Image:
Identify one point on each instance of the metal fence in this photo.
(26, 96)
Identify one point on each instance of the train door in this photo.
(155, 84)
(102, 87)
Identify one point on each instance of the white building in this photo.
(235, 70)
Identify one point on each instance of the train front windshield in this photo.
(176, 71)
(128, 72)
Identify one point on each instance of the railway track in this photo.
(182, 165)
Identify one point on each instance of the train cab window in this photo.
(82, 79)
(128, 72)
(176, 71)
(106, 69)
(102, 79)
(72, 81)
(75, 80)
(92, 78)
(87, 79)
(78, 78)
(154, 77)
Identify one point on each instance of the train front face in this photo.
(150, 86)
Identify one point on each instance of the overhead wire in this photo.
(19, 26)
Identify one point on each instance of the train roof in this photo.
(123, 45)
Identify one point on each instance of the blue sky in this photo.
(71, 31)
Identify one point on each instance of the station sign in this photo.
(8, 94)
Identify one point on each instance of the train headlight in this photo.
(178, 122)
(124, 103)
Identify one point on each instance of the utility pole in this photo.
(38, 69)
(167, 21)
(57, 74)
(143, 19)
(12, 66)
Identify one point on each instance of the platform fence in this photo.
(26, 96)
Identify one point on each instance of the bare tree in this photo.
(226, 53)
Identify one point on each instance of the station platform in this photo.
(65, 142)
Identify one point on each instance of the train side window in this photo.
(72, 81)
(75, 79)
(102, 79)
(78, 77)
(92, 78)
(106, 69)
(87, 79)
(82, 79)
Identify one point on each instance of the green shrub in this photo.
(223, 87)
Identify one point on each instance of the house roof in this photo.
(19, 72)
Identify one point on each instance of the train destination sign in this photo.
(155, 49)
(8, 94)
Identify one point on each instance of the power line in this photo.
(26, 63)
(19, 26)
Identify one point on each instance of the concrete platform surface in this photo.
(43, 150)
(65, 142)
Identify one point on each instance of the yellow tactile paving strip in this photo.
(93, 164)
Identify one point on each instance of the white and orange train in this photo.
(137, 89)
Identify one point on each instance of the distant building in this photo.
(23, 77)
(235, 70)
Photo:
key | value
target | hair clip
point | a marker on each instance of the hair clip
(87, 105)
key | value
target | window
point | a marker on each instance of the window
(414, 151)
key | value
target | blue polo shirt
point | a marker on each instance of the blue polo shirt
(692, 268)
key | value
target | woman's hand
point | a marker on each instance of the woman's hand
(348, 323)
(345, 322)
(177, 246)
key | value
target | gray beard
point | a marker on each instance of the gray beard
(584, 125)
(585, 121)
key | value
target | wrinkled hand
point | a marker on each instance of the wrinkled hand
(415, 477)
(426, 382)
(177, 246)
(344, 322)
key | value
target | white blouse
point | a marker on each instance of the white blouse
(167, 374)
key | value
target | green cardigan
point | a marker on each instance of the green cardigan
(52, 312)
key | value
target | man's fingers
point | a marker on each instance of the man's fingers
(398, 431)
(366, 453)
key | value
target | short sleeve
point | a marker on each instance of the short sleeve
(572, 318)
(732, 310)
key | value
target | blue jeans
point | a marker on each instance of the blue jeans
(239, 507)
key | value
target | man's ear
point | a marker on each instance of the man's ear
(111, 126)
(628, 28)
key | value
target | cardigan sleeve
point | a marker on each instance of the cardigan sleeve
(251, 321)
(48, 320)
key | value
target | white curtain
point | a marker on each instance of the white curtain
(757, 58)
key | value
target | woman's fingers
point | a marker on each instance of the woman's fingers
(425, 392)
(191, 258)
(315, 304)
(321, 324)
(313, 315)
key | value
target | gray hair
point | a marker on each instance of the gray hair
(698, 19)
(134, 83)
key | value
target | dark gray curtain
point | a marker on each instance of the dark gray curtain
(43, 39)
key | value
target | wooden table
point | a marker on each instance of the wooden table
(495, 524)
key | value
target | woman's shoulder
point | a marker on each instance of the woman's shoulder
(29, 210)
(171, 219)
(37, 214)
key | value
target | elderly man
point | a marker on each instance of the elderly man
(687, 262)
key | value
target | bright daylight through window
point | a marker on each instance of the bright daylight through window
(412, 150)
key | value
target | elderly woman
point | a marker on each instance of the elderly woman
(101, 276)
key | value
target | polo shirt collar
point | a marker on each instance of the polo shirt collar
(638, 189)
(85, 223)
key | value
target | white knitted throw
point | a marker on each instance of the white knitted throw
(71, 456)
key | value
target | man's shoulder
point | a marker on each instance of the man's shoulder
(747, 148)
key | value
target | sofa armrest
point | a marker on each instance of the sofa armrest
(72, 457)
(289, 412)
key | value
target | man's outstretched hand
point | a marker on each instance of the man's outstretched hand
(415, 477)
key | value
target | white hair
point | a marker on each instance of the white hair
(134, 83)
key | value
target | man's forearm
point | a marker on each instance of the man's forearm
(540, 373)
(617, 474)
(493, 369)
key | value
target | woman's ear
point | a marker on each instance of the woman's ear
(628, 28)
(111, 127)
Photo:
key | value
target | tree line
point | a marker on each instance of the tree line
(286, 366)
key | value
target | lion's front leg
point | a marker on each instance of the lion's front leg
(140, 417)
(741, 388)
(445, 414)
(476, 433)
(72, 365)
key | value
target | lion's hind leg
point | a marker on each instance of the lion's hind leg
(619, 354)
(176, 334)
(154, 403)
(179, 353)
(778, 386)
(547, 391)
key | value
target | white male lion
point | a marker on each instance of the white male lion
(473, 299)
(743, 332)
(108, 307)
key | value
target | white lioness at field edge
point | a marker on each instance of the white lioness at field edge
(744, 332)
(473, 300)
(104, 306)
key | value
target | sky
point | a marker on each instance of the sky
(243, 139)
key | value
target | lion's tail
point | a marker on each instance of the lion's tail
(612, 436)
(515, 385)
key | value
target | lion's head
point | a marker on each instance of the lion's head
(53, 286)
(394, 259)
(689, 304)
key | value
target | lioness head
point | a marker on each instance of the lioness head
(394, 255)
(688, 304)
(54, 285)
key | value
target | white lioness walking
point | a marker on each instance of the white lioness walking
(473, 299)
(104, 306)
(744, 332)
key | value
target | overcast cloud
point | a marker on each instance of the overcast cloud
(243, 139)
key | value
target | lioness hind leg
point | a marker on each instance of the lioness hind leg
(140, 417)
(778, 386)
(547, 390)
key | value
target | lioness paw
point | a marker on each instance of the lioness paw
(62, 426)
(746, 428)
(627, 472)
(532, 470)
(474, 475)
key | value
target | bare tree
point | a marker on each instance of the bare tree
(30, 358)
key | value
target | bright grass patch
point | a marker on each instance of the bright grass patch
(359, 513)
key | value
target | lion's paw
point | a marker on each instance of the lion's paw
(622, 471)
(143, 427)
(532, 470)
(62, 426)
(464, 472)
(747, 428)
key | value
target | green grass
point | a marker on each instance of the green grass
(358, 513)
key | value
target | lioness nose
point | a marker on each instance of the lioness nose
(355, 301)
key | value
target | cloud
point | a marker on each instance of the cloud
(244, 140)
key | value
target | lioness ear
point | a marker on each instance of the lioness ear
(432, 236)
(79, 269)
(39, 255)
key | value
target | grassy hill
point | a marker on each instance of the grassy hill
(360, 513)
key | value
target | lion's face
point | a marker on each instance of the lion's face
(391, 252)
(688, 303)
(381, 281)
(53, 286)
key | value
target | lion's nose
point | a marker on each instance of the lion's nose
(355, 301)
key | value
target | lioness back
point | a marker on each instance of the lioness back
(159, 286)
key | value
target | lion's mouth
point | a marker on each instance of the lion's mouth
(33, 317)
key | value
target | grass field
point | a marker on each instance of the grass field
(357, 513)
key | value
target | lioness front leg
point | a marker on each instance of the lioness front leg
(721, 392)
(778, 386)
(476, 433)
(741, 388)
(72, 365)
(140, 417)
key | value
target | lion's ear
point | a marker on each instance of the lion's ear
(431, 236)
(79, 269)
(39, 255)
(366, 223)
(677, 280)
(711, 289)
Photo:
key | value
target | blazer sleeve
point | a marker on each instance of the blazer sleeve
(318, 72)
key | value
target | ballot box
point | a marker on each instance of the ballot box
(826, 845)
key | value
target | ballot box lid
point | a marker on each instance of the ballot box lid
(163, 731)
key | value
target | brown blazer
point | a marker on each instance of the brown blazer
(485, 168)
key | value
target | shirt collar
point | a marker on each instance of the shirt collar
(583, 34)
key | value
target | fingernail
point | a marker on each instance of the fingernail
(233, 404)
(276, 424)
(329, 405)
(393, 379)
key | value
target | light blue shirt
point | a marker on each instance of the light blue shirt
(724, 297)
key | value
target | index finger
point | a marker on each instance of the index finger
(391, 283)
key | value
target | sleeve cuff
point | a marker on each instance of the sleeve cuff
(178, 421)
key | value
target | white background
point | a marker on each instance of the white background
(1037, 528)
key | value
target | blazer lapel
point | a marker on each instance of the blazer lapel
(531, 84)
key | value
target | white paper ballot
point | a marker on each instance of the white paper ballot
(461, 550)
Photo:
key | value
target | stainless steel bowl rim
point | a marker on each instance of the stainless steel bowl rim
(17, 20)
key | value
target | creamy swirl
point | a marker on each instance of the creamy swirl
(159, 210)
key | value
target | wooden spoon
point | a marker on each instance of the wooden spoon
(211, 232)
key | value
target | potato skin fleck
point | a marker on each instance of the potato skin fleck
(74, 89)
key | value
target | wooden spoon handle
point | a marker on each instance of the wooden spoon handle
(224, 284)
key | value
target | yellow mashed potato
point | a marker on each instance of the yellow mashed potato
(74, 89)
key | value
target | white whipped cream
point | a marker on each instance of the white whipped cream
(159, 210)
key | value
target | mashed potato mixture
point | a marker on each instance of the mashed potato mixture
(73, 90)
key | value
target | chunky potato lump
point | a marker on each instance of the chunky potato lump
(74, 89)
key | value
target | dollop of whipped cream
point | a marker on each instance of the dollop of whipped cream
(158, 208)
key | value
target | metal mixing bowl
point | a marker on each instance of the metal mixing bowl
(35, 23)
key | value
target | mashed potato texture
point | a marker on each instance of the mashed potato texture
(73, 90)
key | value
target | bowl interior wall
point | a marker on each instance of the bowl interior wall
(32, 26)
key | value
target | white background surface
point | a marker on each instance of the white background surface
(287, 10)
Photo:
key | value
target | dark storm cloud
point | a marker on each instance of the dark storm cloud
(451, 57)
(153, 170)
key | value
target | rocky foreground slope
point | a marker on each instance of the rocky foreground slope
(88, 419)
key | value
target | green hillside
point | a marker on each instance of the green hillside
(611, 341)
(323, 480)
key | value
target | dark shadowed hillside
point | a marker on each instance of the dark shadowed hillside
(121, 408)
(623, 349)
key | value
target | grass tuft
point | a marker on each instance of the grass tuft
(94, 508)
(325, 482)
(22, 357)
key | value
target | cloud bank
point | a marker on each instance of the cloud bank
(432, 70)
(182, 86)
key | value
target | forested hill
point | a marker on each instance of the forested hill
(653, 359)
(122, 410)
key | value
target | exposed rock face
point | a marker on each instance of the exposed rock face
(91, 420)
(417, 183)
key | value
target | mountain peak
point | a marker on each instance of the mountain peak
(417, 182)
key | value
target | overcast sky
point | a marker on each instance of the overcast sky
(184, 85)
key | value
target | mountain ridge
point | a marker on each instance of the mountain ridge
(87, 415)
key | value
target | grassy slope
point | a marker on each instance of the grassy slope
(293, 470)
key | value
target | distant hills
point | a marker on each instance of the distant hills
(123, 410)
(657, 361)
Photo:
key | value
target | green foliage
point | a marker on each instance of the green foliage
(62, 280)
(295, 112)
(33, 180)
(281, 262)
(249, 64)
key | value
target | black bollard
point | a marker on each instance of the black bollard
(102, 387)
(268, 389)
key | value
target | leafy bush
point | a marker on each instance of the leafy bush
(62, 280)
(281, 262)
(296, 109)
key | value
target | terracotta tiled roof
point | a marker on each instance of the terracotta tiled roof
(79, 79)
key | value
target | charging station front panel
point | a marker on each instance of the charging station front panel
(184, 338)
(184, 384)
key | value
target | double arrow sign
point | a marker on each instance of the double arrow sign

● Exercise objective: Go through the data and return each line where the word "arrow" appears.

● Task solution:
target | double arrow sign
point | a marker on each instance of the double arrow sign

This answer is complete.